+++ QUOTED TEXT

When you stop to think about it, Pittsburgh, home to 20th-century black literary icons such as August Wilson and John Edgar Wideman, is a fitting place for what has come to be one of the web’s premiere black culture blogs, with 2 million to 3 million unique monthly visitors. In addition to calling out fundamental truths about the black experience, Young and Jackson write wittily of their personal pains and triumphs. The content speaks directly to black people, even though Young is more than capable of writing for the masses. “Perhaps this doesn’t seem like a big deal,” he explains in “I Have Post-Brokeness Stress Disorder,” a 2018 New York Times op-ed. “But losing $20 and not missing it enough to tear my home apart looking for it is a relatively new privilege. Five years ago, I could account for every quarter belonging to me.”

Young’s memoir will inevitably bring his worldview to a wider crowd, but VSB’s demographics skew young, black, educated, and female—a profile that made the website attractive to big media suitors. In 2017, the Spanish-language conglomerate Univision purchased VSB and folded it into The Root, the black online magazine founded by Harvard professor Henry Louis Gates Jr., which it had acquired two years earlier. “We looked for and recruited writers that reminded us of Damon and Panama before we were finally able to make them part of The Root family,” says Editor-in-Chief Danielle Belton. “Very Smart Brothas was edgy and funny and relatable. We wanted to emulate that voice.”

The Root had about 7 million unique monthly viewers prior to the purchase. Today, despite factors (like a capricious Facebook) that have suppressed traffic to news sites, it averages more than 10 million. The Root also adopted VSB’s engaged readers, who routinely comment on posts, purchase T-shirts with slogans like “I Love Bougie Black Girls,” and show up at media events.

Young’s most controversial writings, not surprisingly, poke at race and gender orthodoxies. In one post, “Straight Black Men Are the White People of Black People,” he ranked his gender privilege on the hierarchy of racial identity, drawing fierce condemnation. But Young wasn’t fazed. “What’s the problem with creating a space that looks out for people who have looked after you?” he says.

Young takes pains to note that black women have been crucial at every stage of his career. He wrote poems in college—mainly to impress a woman, he says—and one of his cousins, Pittsburgh artist sarah huny young, built him a website so he could share his work. Jamilah Lemieux, his former editor at Ebony.com, gave him one of his first writing gigs. And then there was Alecia Young, who encouraged him to apply for a city arts grant so he would be able to blog full time. (She married him, too.)

++++++
+++ RAW DATA

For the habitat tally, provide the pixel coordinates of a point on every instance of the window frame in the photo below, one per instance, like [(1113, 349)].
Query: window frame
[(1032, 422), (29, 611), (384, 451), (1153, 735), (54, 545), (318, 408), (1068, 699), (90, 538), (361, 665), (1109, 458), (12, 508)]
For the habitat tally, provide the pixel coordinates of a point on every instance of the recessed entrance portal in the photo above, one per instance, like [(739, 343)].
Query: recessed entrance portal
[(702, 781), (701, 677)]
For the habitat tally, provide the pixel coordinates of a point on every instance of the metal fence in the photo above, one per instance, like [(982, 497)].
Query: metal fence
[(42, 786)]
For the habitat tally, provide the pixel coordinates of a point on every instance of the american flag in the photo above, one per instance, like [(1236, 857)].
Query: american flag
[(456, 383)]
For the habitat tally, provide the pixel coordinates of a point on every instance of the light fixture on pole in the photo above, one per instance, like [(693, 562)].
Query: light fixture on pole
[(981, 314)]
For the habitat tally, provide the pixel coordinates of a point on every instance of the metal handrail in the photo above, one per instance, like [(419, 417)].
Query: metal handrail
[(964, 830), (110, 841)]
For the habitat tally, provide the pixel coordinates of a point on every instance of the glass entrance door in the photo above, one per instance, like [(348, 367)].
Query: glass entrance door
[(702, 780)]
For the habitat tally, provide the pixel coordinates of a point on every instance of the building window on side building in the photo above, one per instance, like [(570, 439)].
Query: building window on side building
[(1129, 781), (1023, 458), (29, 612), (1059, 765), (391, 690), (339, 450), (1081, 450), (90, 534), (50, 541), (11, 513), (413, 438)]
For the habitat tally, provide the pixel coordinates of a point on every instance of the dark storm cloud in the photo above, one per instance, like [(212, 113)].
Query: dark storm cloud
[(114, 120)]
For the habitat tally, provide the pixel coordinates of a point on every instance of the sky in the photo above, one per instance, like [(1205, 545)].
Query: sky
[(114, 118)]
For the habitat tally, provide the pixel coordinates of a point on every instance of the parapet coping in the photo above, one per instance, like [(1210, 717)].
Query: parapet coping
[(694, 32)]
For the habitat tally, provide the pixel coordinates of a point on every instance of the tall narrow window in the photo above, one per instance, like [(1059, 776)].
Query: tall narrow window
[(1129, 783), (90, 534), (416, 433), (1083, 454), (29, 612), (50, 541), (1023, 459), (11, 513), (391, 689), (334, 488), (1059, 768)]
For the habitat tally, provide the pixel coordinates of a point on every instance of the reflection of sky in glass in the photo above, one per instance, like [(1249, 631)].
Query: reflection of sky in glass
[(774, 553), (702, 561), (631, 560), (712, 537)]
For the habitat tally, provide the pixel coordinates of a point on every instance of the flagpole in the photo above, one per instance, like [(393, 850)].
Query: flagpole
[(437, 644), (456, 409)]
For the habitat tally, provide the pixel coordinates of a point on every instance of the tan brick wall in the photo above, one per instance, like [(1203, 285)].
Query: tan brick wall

++++++

According to the article on Very Smart Brothas, which company bought the site in 2017? Answer using only the article, not the items.

ANSWER ▸ Univision, the Spanish-language conglomerate